▶ **Work to complete**
Please filter the entries for the word "wooden" and copy every line that has it.
─── Available data ───
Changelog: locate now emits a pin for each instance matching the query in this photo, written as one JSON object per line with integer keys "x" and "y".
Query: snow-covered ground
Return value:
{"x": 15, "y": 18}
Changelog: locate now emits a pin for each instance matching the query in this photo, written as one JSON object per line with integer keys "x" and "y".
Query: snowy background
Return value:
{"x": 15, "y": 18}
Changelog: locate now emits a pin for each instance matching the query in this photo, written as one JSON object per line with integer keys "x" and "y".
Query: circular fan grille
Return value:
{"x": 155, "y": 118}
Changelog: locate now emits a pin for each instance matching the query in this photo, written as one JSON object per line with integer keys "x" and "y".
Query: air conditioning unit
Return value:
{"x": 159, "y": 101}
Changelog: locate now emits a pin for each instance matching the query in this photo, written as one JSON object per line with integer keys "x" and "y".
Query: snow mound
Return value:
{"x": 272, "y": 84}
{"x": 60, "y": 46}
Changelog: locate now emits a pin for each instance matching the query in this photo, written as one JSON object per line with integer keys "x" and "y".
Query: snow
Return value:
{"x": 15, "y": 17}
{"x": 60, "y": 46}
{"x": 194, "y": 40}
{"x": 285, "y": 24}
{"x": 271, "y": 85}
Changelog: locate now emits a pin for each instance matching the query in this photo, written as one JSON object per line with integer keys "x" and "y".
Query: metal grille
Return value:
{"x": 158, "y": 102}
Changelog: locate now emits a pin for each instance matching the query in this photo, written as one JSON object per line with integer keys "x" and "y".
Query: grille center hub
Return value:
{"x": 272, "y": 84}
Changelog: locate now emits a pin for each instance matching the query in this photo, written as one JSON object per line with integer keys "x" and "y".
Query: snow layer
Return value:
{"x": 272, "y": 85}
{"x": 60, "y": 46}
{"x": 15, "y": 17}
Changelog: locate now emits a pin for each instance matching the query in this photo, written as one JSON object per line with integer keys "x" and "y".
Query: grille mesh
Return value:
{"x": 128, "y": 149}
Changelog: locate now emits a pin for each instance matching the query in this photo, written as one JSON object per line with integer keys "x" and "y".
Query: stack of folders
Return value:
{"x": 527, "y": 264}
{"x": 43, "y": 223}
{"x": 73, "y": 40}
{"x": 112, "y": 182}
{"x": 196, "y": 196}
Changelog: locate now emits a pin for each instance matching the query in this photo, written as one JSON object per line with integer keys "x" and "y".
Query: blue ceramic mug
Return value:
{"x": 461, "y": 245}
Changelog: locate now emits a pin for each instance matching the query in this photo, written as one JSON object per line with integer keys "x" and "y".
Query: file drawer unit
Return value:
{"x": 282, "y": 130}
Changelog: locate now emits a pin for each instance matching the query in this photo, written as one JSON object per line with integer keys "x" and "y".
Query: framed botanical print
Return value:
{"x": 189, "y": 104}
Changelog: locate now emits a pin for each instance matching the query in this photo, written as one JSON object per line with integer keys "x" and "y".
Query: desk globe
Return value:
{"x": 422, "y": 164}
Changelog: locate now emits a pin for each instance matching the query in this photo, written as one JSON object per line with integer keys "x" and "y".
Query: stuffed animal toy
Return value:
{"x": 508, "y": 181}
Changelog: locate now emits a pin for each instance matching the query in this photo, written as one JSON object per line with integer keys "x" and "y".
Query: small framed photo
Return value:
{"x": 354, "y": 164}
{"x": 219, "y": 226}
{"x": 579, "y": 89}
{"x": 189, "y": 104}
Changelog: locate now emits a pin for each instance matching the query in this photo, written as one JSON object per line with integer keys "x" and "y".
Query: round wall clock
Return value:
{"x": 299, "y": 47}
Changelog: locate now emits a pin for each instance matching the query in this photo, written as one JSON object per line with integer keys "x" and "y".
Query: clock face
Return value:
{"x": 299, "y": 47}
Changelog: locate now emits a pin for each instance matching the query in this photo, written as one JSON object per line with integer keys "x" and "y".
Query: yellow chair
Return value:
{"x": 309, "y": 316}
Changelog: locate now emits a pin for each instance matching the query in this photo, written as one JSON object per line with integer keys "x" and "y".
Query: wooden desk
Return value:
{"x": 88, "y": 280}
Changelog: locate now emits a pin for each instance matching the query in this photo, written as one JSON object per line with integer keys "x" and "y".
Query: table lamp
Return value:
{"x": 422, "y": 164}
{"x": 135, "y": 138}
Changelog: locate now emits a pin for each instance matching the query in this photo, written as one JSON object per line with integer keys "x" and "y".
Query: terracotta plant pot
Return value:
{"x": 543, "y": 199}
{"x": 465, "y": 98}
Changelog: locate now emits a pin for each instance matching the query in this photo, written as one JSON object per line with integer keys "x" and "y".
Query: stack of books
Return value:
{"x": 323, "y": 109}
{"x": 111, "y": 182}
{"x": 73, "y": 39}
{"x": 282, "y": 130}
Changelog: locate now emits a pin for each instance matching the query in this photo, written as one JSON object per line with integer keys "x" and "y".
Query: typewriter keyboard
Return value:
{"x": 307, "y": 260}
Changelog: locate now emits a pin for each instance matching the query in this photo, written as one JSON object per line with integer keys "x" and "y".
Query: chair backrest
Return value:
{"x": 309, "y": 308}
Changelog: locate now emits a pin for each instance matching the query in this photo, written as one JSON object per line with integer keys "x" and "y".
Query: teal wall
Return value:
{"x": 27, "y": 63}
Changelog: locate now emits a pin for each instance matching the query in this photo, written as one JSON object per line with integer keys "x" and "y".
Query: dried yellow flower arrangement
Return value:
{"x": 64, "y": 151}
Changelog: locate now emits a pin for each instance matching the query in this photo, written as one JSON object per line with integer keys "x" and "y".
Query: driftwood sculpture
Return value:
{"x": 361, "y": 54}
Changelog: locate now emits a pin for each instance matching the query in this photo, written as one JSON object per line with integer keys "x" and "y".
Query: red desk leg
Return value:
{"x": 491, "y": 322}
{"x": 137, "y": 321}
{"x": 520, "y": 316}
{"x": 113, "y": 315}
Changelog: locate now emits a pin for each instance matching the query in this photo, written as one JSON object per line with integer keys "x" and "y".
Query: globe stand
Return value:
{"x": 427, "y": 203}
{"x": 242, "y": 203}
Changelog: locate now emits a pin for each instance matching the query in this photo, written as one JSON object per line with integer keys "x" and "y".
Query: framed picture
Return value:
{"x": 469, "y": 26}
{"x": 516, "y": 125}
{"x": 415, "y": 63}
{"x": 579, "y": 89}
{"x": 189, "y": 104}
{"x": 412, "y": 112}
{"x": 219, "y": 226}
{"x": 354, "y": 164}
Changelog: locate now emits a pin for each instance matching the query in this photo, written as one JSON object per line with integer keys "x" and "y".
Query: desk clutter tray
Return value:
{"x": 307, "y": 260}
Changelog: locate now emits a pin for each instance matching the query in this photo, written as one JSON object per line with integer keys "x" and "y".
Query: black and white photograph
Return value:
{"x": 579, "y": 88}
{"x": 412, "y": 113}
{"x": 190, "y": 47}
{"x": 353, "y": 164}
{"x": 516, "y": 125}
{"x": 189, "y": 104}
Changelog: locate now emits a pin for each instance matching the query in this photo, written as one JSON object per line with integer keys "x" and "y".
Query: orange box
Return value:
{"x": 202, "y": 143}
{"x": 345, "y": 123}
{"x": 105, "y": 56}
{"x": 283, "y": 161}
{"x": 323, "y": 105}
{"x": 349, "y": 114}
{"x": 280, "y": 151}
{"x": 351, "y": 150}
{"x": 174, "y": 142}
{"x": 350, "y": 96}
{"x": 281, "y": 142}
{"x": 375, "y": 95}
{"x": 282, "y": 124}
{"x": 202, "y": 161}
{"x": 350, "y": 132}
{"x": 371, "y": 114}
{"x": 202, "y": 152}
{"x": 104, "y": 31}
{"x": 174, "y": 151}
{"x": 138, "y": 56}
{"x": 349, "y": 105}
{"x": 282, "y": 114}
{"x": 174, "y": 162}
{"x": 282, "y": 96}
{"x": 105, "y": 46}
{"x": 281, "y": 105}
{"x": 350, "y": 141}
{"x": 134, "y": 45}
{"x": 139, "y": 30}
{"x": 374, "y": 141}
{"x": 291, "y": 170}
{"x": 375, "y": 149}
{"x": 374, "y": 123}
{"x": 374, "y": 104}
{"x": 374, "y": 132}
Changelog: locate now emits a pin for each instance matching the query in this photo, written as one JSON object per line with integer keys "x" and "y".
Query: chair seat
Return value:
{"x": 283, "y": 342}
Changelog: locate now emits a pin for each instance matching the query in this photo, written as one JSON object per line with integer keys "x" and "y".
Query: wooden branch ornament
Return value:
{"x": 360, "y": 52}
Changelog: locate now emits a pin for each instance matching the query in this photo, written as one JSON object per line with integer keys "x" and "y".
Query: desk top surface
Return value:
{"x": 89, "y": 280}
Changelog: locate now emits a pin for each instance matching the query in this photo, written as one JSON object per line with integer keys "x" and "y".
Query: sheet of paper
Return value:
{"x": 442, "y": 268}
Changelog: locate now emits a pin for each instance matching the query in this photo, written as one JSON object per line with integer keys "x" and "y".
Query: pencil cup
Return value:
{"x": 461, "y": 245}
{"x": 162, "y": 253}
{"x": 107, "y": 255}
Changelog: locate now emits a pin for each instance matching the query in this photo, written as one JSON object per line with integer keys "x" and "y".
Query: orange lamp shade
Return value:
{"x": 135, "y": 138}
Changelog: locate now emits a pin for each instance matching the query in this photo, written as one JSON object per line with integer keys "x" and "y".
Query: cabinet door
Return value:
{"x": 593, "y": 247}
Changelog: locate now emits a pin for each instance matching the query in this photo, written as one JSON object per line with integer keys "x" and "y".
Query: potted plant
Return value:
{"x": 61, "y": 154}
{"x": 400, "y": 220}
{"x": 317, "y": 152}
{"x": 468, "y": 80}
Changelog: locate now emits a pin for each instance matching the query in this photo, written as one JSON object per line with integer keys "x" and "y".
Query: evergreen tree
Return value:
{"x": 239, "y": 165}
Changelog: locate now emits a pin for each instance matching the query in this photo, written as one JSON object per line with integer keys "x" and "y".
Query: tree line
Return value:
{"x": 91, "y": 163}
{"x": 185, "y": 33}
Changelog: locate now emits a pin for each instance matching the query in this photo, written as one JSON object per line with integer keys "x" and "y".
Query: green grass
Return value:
───
▶ **Answer section**
Query: wooden desk
Query: wooden branch ornament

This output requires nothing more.